INSTRUCTION: Format the lines of the records, from the line containing "of the person" through the end of the records, as a JSON list of strings with one string per line and blank lines omitted.

(Point annotation records)
[start]

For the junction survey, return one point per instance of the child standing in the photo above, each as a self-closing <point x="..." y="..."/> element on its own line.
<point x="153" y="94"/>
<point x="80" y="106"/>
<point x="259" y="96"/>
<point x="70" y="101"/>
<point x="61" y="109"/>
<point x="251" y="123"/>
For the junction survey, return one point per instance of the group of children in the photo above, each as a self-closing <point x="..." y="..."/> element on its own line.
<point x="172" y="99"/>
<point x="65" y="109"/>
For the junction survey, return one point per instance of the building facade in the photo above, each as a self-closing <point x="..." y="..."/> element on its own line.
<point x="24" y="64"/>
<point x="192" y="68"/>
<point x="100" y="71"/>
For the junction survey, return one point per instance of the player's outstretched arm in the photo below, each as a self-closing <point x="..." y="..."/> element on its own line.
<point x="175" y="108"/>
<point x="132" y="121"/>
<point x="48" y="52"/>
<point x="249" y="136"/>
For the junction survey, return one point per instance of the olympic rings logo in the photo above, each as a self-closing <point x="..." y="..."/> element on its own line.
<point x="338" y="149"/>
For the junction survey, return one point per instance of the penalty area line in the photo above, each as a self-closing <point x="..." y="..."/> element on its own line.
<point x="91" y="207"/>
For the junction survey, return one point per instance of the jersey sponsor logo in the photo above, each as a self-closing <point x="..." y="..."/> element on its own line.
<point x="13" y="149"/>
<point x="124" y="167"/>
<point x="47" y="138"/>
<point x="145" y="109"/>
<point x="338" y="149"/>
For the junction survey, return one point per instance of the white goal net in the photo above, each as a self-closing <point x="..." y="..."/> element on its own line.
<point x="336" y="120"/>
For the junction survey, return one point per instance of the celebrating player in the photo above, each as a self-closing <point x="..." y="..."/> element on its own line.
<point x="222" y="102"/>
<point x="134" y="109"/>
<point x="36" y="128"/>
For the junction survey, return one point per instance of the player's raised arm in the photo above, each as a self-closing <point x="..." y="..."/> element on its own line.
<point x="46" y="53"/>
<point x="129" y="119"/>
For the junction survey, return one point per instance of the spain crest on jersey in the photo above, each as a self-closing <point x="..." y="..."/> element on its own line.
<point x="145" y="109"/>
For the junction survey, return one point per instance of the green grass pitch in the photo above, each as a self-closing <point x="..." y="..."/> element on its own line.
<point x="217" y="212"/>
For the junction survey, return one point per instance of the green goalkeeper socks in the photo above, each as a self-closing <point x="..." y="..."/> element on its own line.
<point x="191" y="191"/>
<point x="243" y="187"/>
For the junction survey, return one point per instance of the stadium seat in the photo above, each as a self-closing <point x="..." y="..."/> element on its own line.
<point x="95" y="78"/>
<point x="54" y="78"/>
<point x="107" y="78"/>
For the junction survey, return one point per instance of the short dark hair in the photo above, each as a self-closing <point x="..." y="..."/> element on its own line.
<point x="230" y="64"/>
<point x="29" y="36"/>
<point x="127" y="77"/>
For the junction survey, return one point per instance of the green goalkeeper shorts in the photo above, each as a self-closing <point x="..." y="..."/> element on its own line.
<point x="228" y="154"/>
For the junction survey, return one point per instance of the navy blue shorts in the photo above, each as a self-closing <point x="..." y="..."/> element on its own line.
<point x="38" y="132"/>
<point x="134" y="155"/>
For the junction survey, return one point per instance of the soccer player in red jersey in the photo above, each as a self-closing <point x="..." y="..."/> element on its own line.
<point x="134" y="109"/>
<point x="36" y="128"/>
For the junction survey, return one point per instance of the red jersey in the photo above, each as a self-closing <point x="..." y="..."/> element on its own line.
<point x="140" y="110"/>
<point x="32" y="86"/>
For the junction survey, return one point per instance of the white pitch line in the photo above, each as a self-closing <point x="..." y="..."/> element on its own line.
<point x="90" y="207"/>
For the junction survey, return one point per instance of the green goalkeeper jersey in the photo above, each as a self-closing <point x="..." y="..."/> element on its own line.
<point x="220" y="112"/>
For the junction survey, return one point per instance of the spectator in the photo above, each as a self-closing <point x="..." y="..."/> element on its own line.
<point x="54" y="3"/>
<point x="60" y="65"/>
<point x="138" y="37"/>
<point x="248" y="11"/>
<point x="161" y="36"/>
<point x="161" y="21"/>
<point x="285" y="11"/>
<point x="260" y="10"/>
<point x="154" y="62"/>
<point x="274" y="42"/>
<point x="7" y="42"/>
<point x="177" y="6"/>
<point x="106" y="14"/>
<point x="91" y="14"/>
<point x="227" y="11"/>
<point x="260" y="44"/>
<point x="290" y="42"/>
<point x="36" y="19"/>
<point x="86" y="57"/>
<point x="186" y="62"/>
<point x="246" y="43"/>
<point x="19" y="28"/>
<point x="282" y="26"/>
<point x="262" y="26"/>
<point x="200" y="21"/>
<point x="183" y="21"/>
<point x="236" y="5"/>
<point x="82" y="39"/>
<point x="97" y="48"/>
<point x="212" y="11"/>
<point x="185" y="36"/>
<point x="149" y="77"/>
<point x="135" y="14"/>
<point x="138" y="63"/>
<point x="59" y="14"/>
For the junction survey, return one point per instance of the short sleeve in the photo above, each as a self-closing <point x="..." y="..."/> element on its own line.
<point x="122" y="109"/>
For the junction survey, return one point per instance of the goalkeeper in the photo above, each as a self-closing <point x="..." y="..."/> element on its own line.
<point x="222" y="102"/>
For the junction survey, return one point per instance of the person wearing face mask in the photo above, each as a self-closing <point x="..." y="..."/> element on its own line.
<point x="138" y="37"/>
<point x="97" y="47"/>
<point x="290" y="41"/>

[end]

RIGHT ANSWER:
[
  "For the junction survey, return one point per instance of the person wearing face mask in the photo above, each as a self-closing <point x=\"...\" y=\"...\"/> element on its own line.",
  "<point x=\"138\" y=\"37\"/>",
  "<point x=\"97\" y=\"47\"/>",
  "<point x=\"290\" y=\"41\"/>"
]